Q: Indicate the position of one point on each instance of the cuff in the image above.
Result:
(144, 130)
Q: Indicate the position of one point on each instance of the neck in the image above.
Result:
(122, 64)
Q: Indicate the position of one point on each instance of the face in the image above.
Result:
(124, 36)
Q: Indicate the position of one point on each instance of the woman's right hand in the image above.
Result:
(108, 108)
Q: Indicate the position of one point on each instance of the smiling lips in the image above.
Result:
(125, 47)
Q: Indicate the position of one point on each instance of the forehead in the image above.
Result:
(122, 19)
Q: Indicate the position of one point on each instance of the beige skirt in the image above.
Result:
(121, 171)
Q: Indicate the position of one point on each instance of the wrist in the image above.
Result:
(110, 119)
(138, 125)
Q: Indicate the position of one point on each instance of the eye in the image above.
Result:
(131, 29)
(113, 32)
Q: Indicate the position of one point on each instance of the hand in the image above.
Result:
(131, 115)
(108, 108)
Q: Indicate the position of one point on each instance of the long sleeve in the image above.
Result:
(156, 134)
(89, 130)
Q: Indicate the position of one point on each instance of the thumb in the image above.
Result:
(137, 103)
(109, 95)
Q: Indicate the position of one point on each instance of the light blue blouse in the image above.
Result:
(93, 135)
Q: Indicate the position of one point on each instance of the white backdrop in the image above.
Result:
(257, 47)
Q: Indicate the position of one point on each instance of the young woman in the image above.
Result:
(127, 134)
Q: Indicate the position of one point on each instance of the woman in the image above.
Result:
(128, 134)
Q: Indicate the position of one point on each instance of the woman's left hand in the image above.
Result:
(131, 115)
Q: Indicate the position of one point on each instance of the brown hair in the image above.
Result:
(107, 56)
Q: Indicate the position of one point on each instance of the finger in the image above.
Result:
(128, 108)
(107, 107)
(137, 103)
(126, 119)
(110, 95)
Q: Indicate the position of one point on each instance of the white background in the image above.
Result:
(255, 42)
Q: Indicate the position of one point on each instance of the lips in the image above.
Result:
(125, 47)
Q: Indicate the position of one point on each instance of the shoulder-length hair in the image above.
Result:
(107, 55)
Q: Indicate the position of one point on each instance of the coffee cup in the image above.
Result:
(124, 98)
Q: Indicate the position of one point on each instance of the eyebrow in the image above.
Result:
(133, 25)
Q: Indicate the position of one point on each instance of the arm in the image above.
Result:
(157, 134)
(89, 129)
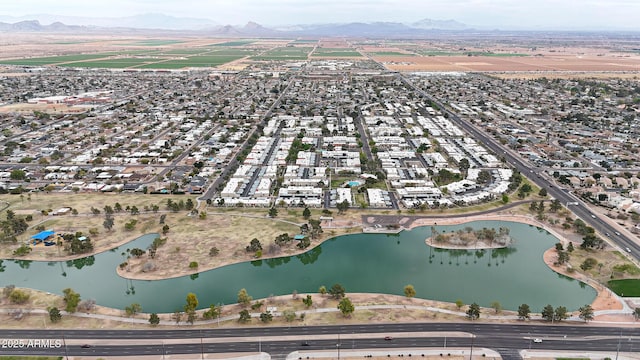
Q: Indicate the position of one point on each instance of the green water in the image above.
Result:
(360, 262)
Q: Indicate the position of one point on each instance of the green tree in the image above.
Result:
(496, 306)
(132, 309)
(337, 291)
(464, 165)
(473, 312)
(555, 205)
(289, 315)
(244, 316)
(18, 296)
(154, 319)
(244, 298)
(71, 299)
(342, 206)
(266, 317)
(254, 245)
(524, 312)
(192, 302)
(322, 290)
(214, 312)
(560, 313)
(346, 307)
(307, 301)
(409, 291)
(55, 315)
(547, 313)
(586, 313)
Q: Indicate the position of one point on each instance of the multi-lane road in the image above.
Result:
(541, 179)
(507, 339)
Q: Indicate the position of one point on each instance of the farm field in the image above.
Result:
(285, 53)
(335, 52)
(50, 60)
(193, 61)
(235, 43)
(154, 42)
(120, 63)
(493, 63)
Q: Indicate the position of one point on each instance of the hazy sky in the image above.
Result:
(533, 14)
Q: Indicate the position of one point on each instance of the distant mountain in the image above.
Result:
(158, 22)
(35, 26)
(430, 24)
(142, 21)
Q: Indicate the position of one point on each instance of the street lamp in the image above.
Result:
(471, 352)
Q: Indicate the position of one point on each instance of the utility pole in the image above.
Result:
(471, 352)
(66, 353)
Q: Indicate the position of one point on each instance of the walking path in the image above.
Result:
(461, 314)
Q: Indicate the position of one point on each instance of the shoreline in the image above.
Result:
(603, 300)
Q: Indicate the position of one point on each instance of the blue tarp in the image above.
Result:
(43, 235)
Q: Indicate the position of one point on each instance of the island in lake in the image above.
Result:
(469, 238)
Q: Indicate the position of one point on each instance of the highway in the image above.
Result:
(505, 338)
(539, 178)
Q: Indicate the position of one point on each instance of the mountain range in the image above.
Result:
(159, 22)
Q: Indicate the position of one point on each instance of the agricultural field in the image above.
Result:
(186, 51)
(285, 53)
(303, 41)
(52, 60)
(235, 43)
(193, 61)
(391, 53)
(119, 63)
(154, 42)
(335, 52)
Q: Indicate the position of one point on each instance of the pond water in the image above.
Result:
(374, 263)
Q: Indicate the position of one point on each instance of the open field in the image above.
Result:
(335, 52)
(235, 43)
(493, 63)
(285, 53)
(193, 61)
(628, 287)
(51, 60)
(118, 63)
(154, 42)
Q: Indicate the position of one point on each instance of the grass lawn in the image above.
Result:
(625, 287)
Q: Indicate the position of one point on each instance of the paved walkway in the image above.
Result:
(461, 314)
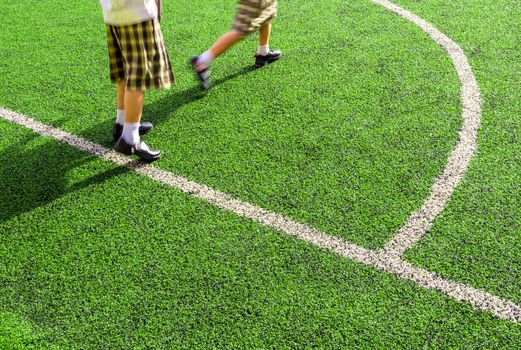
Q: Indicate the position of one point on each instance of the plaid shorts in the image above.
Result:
(138, 56)
(253, 14)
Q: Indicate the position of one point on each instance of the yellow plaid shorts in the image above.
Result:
(253, 14)
(138, 56)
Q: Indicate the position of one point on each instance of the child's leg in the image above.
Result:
(264, 39)
(134, 101)
(221, 45)
(120, 98)
(120, 94)
(264, 34)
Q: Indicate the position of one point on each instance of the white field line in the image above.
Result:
(479, 299)
(420, 222)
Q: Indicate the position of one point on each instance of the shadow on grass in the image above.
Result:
(158, 111)
(33, 176)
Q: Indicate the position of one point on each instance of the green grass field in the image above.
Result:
(346, 133)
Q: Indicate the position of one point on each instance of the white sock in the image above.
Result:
(131, 133)
(204, 60)
(120, 116)
(263, 50)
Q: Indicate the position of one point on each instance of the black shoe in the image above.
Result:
(117, 130)
(203, 76)
(140, 149)
(262, 60)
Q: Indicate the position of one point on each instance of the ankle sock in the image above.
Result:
(131, 133)
(263, 50)
(120, 116)
(204, 60)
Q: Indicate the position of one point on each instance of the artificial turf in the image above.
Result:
(477, 240)
(345, 133)
(87, 267)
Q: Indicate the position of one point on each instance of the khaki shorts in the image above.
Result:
(253, 14)
(138, 56)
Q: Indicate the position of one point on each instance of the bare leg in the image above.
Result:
(133, 106)
(264, 34)
(120, 94)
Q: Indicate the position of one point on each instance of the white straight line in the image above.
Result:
(420, 222)
(479, 299)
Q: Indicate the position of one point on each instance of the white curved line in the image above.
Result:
(420, 222)
(389, 259)
(479, 299)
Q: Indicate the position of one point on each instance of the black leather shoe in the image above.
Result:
(262, 60)
(140, 149)
(117, 130)
(203, 76)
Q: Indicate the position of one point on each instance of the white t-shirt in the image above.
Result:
(126, 12)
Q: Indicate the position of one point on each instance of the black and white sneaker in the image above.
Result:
(117, 130)
(262, 60)
(140, 149)
(202, 75)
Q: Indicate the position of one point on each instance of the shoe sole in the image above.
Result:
(259, 65)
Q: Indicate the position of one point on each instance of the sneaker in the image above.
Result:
(140, 149)
(203, 75)
(262, 60)
(117, 130)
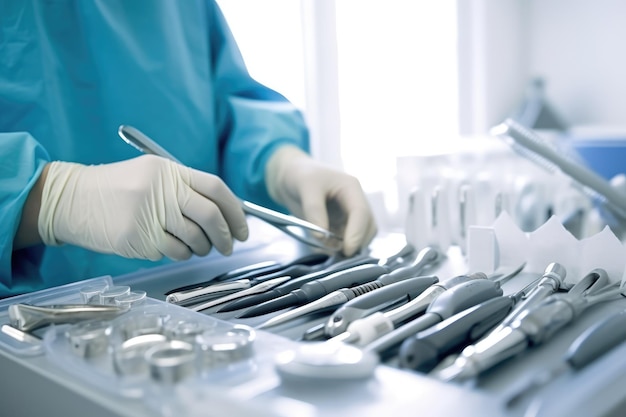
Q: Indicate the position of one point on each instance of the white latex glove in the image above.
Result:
(147, 207)
(321, 195)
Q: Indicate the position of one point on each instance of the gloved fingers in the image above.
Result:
(173, 248)
(313, 207)
(206, 225)
(214, 189)
(359, 225)
(360, 230)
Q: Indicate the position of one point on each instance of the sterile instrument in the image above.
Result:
(456, 299)
(424, 350)
(367, 329)
(299, 229)
(326, 362)
(552, 279)
(382, 299)
(406, 253)
(256, 289)
(427, 257)
(594, 342)
(255, 273)
(532, 327)
(27, 317)
(532, 146)
(357, 308)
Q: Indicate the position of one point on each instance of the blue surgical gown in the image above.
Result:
(72, 71)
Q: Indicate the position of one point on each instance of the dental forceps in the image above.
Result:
(299, 229)
(531, 328)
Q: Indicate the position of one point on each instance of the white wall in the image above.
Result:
(577, 46)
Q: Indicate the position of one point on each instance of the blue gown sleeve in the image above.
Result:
(255, 119)
(22, 160)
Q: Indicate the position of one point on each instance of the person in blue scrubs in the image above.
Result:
(77, 202)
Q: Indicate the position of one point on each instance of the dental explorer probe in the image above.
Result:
(590, 345)
(399, 258)
(366, 330)
(551, 281)
(301, 230)
(455, 300)
(426, 257)
(531, 328)
(318, 288)
(381, 299)
(426, 349)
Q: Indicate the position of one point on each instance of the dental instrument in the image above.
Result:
(399, 258)
(369, 328)
(28, 317)
(299, 229)
(256, 289)
(531, 328)
(590, 345)
(369, 303)
(456, 299)
(427, 257)
(263, 271)
(532, 146)
(552, 280)
(318, 288)
(424, 350)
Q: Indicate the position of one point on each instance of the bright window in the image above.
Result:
(396, 71)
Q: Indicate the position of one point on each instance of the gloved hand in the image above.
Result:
(147, 207)
(321, 195)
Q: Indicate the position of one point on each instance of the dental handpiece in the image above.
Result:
(551, 281)
(590, 345)
(424, 350)
(531, 328)
(451, 302)
(364, 331)
(427, 257)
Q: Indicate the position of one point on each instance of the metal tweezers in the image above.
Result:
(295, 227)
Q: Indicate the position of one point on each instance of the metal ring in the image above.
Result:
(133, 298)
(89, 339)
(219, 349)
(90, 294)
(171, 362)
(140, 324)
(108, 296)
(129, 356)
(186, 330)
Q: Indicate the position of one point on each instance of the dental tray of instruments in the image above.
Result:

▸ Goal of the exercise: Within the material, count the lines where the word "hair" appears. The reply is that number and nothing more.

▸ Response: 2